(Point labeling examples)
** BEGIN **

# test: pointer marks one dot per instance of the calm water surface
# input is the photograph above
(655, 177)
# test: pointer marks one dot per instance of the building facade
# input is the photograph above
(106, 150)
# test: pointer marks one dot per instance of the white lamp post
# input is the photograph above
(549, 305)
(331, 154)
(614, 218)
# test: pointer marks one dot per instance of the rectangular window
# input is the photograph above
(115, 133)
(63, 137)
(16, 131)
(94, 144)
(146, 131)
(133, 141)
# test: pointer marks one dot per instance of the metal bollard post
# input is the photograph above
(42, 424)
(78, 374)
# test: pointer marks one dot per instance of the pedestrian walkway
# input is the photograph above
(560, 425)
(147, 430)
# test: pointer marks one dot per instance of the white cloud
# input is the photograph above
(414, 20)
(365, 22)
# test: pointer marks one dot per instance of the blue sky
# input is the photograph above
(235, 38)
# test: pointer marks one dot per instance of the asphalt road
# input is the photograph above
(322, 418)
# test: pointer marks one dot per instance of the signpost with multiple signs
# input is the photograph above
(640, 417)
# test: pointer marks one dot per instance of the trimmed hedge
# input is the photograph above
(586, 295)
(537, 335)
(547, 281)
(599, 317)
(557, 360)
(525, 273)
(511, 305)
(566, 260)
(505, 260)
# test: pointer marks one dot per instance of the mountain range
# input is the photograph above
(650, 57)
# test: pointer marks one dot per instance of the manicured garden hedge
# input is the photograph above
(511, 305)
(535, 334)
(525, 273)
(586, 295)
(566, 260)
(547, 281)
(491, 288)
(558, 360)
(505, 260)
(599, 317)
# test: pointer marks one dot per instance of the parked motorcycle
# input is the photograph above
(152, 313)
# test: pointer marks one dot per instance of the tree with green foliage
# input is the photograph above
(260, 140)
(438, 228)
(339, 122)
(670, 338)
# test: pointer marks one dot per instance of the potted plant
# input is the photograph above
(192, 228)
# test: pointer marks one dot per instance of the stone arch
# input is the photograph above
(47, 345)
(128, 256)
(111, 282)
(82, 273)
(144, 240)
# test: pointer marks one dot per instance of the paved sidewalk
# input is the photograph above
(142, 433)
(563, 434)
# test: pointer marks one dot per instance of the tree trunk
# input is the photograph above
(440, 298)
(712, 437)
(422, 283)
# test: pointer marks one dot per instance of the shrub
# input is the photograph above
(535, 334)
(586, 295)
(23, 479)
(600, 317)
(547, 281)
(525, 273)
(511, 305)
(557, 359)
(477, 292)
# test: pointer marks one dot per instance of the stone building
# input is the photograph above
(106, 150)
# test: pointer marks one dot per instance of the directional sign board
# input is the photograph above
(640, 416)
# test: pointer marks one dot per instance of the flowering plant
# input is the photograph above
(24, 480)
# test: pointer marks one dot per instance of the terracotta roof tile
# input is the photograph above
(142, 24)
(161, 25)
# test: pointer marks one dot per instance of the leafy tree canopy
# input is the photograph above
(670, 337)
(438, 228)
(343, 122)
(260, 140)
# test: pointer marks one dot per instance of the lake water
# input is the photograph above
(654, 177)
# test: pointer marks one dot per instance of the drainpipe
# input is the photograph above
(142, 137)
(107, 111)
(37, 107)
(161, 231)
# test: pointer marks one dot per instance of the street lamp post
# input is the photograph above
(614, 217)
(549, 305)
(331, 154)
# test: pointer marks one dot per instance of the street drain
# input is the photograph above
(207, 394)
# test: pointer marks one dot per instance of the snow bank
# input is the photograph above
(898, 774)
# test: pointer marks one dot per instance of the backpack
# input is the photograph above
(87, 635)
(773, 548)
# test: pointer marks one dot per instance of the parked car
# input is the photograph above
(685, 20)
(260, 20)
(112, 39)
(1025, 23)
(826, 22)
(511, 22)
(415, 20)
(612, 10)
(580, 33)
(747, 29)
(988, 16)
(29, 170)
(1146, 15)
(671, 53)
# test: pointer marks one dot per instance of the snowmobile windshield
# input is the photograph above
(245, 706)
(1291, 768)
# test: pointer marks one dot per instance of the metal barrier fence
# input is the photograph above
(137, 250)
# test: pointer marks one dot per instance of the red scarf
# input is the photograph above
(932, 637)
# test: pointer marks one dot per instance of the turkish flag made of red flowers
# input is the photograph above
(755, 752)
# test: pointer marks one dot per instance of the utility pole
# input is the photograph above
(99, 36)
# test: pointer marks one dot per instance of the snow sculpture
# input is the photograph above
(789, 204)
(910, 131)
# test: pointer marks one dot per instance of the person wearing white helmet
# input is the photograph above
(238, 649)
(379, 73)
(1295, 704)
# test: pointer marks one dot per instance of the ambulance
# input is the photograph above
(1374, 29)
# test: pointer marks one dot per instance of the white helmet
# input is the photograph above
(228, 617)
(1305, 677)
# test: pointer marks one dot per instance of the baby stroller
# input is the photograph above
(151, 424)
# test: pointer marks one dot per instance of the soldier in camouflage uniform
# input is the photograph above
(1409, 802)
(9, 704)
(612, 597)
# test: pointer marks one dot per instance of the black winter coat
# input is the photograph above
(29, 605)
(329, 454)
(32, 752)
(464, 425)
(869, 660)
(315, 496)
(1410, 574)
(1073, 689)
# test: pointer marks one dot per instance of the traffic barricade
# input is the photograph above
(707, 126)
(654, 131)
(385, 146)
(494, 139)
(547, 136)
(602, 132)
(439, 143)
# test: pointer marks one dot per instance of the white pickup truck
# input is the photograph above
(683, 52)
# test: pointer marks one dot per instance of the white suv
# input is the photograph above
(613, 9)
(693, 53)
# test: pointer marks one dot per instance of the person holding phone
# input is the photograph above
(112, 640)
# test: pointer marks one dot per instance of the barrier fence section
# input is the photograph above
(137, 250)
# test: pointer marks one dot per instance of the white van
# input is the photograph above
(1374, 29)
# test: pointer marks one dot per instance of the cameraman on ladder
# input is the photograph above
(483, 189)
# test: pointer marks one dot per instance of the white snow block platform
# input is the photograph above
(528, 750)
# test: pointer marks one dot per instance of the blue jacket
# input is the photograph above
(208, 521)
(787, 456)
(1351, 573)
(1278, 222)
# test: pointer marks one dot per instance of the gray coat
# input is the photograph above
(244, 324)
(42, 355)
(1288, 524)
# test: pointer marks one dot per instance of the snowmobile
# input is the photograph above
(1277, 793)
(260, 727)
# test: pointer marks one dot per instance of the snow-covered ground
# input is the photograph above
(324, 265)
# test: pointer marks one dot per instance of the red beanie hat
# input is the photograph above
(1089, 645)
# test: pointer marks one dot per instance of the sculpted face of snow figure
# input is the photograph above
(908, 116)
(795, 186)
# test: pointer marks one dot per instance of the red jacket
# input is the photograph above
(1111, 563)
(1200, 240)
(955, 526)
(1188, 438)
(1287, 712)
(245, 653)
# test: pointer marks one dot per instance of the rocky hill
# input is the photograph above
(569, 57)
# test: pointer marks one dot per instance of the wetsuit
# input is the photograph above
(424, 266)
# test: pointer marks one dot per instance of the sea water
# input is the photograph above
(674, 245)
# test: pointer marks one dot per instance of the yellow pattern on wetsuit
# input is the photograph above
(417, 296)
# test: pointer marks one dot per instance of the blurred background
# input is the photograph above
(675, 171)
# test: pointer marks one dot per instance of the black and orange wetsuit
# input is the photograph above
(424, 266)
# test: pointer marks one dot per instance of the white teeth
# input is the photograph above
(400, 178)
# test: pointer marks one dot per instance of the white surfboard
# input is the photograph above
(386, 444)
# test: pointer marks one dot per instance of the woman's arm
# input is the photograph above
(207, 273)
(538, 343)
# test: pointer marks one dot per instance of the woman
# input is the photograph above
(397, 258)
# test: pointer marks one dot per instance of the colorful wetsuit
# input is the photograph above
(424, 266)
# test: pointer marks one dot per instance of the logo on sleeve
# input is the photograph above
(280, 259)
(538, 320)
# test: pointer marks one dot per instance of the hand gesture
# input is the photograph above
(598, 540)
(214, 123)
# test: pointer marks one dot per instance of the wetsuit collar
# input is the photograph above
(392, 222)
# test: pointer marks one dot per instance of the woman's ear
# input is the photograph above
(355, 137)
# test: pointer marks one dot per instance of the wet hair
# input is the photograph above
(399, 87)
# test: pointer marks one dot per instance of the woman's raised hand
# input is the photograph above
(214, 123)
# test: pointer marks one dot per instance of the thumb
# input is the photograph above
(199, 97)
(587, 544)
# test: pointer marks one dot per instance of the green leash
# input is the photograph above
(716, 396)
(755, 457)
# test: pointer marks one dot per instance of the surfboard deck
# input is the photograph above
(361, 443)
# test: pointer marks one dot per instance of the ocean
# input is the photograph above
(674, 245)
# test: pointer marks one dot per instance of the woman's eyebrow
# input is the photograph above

** END **

Every line from the one holding "the white teeth" through the final line of the listing must be echoed exactly; leave out all other lines.

(WRITTEN REPLY):
# test: pointer marks one dot per instance of the white teeth
# input is the photograph above
(400, 178)
# test: pointer marks one dot per instance of the white surfboard
# input is the photograph above
(386, 444)
# test: pointer marks one dot per instance of the woman's arm
# input is the photograph above
(207, 273)
(538, 343)
# test: pointer marks one dot per instance of the woman
# input is the photograph above
(397, 258)
# test: pointer marks one dot per instance of the colorful wetsuit
# input is the photograph above
(424, 266)
# test: pointer marks one dot per instance of the logo on sleeve
# input is the photograph above
(280, 259)
(538, 320)
# test: pointer marks one dot per instance of the hand gesture
# input is the photograph above
(598, 540)
(214, 123)
# test: pointer marks one dot per instance of the wetsuit collar
# input is the photograph above
(392, 222)
# test: pointer marks one dot per instance of the woman's ear
# input is the photograph above
(355, 137)
# test: pointer marks one dot per instance of the wet hair
# input is the photograph above
(399, 87)
# test: pointer marks one dot per instance of the woman's raised hand
# input is the photograph above
(214, 123)
# test: pointer marks one dot per instance of the thumb
# input is the photograph above
(199, 97)
(587, 544)
# test: pointer marks one dot per instance of the green leash
# input is the photograph above
(716, 396)
(755, 457)
# test: pointer marks one dot per instance of the surfboard deck
# input is the photograph above
(361, 443)
# test: pointer marks one dot per instance of the ocean
# input is the photograph above
(674, 245)
# test: pointer marks one dot per instance of the woman's eyebrow
# input is the photograph above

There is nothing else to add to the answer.